Given exercise: List each line in the material below that contains the word "windshield", copying every such line in full.

Data provided:
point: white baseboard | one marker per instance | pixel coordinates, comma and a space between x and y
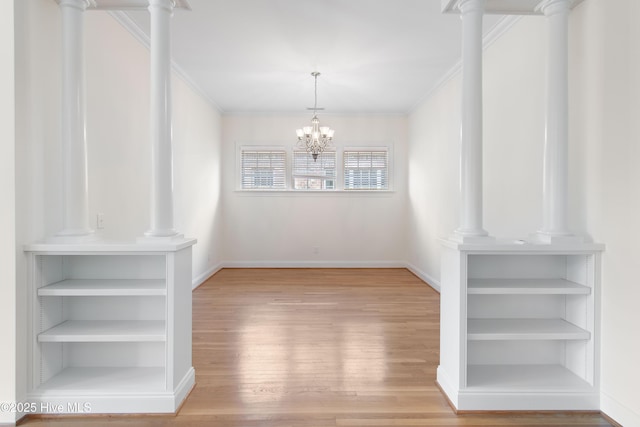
617, 411
428, 279
314, 264
201, 278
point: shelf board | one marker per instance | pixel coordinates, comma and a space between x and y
524, 378
105, 331
104, 381
525, 287
524, 329
104, 287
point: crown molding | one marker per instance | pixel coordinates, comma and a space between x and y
123, 19
497, 31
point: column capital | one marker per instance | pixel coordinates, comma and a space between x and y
554, 7
167, 5
470, 6
76, 4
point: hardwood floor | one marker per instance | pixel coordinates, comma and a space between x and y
318, 347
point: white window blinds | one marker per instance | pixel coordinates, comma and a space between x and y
310, 175
263, 170
366, 170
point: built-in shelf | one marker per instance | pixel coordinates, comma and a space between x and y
524, 378
105, 331
105, 287
524, 329
105, 380
525, 287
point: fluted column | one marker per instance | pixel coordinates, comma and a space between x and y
471, 228
556, 145
162, 160
74, 143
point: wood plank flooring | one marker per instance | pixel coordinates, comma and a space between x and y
318, 347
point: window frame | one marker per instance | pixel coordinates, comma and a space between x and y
339, 185
261, 148
387, 148
336, 178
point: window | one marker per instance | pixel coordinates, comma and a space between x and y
263, 169
366, 170
310, 175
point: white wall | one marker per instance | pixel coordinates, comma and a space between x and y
349, 229
117, 90
604, 177
513, 135
7, 214
607, 123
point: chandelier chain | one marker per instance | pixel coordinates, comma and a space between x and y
315, 139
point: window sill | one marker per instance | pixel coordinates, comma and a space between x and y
323, 193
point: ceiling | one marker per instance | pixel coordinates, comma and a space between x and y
375, 56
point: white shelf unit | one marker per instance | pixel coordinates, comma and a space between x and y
110, 327
519, 328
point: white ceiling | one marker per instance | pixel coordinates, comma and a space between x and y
375, 56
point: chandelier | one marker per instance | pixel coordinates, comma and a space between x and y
315, 138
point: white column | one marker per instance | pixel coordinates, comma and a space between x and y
162, 160
555, 168
74, 143
471, 130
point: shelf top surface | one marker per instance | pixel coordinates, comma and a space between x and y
506, 246
105, 331
130, 4
511, 329
104, 380
101, 246
505, 7
526, 286
96, 287
524, 377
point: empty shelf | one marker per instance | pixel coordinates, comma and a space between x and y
105, 287
105, 331
526, 287
104, 381
524, 378
524, 329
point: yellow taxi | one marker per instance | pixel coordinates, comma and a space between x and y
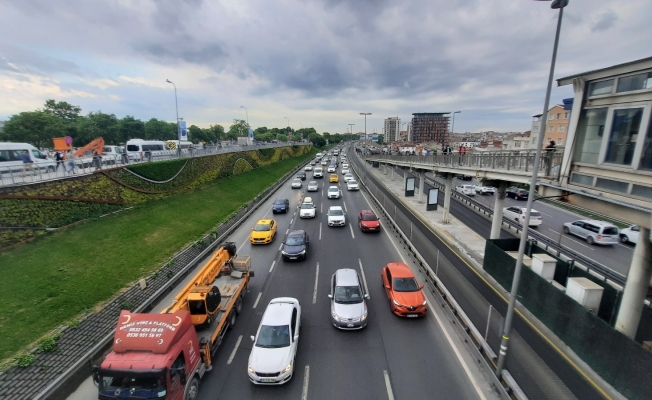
263, 232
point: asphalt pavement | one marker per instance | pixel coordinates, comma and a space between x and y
392, 358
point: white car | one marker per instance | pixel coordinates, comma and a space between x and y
334, 192
465, 189
484, 189
630, 235
272, 358
336, 216
518, 214
352, 185
307, 210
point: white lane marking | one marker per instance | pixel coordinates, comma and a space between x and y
364, 279
257, 299
314, 293
459, 356
237, 344
388, 386
306, 378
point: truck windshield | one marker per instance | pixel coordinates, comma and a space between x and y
124, 386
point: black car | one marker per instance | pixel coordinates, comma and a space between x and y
518, 194
281, 205
295, 246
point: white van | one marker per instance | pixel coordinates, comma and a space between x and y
11, 158
146, 149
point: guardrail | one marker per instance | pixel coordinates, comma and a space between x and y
209, 242
549, 163
508, 387
549, 244
51, 170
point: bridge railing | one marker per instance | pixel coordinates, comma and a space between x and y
523, 161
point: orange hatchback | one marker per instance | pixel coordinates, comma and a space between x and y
405, 295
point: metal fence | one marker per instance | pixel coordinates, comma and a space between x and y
17, 175
549, 164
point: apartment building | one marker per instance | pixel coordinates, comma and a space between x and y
430, 127
392, 129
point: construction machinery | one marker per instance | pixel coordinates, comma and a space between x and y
165, 355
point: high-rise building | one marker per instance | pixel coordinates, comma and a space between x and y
392, 129
430, 128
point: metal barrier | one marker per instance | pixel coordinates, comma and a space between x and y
13, 176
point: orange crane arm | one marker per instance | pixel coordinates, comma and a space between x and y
206, 275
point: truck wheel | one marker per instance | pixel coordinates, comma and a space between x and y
193, 390
232, 318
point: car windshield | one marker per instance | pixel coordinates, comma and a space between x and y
261, 227
294, 240
271, 337
405, 285
138, 387
348, 294
610, 231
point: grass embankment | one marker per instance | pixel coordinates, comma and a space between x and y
55, 278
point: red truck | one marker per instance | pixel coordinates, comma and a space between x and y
164, 356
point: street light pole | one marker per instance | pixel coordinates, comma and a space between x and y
365, 125
176, 103
560, 4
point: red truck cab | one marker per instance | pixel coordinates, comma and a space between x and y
154, 356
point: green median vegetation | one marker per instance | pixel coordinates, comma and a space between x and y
52, 280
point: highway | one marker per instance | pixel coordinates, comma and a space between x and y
392, 358
617, 257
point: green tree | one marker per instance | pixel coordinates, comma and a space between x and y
130, 128
64, 110
35, 127
237, 129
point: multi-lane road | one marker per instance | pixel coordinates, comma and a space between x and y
390, 358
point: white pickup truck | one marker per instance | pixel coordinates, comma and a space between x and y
468, 190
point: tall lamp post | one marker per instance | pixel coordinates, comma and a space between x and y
365, 125
507, 327
176, 103
452, 128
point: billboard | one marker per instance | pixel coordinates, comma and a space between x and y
183, 132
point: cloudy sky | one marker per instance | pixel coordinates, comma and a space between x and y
317, 62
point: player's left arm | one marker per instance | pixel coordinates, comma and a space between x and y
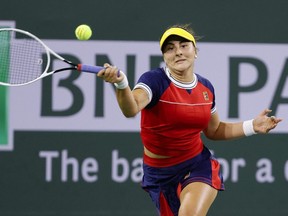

Solution below:
point: truck windshield | one marker per instance | pixel coordinates, comma and a space between x and y
point: car windshield | one marker per instance | pixel coordinates, comma and a space between x and y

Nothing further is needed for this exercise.